• Set task
Locate the line that contains "Would you mind marking the artificial". Reproduce it and all following lines up to the end of the material, exactly and with nothing added.

• Supplied data
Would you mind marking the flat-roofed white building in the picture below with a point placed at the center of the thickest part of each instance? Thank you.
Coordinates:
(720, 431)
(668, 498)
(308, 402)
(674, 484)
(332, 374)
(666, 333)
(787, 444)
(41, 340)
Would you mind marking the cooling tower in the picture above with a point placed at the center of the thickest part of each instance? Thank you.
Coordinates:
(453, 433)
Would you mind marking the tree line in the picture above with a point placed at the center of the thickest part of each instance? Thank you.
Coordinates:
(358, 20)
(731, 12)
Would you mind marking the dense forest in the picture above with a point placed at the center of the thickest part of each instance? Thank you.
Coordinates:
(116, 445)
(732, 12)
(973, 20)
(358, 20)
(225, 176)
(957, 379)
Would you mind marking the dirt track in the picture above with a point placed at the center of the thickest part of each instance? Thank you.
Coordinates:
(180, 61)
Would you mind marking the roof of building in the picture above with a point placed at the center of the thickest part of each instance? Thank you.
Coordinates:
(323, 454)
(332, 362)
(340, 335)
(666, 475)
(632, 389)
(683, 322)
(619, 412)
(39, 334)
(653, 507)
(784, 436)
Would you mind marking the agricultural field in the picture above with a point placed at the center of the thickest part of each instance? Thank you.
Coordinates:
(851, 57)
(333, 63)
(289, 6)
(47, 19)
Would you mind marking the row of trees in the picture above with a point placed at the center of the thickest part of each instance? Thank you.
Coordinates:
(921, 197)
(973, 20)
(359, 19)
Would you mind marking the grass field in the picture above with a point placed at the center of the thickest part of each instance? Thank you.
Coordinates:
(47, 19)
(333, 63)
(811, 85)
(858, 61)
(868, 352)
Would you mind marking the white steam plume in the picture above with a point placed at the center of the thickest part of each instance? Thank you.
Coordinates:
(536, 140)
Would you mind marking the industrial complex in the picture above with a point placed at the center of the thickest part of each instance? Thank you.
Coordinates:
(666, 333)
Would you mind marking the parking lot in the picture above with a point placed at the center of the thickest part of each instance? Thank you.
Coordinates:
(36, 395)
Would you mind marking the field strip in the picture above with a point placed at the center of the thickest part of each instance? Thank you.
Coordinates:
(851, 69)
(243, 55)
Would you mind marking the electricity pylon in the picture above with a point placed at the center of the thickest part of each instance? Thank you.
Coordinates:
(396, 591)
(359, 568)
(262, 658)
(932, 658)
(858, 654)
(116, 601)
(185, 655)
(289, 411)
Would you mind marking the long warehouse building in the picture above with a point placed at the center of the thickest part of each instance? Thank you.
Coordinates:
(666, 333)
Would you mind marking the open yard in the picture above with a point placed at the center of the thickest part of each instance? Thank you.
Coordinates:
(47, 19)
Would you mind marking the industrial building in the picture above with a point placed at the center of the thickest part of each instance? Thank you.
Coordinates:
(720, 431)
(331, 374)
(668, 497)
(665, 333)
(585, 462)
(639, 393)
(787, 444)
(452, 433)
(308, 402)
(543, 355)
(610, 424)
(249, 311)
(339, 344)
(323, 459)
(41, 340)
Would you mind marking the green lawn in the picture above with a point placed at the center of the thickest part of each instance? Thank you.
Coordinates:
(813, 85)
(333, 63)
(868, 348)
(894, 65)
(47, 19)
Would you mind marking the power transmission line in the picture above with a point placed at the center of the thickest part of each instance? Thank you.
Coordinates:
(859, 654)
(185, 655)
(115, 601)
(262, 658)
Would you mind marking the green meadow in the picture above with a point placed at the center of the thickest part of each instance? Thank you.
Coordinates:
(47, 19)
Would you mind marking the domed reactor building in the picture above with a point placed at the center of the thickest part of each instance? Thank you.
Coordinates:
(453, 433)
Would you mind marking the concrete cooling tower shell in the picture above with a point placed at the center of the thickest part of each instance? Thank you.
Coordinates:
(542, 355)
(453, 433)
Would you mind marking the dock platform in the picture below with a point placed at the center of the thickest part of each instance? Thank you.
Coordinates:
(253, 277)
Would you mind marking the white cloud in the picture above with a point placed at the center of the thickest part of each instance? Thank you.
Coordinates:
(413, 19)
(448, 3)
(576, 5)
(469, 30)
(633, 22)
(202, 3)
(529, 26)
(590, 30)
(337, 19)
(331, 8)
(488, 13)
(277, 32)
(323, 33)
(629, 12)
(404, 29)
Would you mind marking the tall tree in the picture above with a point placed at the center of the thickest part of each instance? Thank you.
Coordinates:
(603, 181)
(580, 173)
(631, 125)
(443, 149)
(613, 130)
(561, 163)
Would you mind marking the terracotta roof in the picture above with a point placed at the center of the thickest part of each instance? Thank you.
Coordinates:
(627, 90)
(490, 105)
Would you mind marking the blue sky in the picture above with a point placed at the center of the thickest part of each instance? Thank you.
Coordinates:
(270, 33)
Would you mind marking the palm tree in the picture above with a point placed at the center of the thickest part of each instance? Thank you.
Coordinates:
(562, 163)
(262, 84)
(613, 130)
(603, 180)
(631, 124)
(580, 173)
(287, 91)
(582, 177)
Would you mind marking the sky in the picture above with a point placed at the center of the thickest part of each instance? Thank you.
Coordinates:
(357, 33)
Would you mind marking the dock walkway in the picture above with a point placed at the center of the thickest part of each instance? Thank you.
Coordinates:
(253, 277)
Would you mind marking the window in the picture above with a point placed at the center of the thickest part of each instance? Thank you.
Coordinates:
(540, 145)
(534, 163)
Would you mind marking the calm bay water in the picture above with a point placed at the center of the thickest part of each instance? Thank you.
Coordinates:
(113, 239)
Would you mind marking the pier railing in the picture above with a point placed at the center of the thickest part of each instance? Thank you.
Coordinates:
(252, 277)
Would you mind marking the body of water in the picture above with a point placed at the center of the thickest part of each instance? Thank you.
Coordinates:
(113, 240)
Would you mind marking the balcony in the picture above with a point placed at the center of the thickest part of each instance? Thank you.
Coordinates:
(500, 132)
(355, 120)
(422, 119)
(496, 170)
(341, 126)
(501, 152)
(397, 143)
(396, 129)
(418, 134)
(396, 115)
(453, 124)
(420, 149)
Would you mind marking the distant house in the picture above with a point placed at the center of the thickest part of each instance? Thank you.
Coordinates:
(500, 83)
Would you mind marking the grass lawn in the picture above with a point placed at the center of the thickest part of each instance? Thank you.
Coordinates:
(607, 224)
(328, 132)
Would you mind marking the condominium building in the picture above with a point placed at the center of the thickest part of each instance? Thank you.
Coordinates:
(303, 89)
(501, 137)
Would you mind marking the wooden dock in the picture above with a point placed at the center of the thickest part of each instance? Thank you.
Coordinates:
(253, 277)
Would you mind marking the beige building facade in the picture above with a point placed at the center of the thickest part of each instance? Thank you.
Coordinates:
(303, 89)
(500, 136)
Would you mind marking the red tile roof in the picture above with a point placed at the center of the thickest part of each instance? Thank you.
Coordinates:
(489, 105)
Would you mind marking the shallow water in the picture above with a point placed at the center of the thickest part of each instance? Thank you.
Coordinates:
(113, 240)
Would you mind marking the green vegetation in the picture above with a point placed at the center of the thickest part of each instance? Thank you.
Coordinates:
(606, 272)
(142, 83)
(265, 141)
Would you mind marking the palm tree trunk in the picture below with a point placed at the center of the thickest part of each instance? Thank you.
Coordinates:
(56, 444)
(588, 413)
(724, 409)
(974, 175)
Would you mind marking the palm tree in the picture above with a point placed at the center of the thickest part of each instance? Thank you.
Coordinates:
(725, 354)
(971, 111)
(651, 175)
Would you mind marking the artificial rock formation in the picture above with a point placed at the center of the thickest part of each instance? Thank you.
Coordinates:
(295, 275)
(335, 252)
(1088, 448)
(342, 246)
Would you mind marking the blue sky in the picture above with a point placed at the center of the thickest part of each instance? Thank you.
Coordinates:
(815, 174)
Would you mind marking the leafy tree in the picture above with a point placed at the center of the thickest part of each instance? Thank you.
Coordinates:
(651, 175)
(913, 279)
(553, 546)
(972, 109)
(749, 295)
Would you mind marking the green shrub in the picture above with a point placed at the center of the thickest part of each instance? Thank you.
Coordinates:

• Completed exercise
Would you mind marking the artificial rock formation in the picture above with a point placed at the center of the thickest part of each instance? Thank you.
Coordinates:
(295, 275)
(335, 252)
(1088, 448)
(342, 246)
Would you mind marking the blue sky in the picture above with a point placed at the center of the thickest part of each instance? Thank you.
Coordinates:
(815, 174)
Would you mind marking the leafy tree in the picture above with a point placed at the center of the thickest part of each instance? Thank you.
Coordinates:
(651, 175)
(913, 279)
(553, 546)
(972, 109)
(749, 295)
Would you mind marking the green shrub in the picture above with a point placed at the center of the thickest part of each instance? Thank you.
Coordinates:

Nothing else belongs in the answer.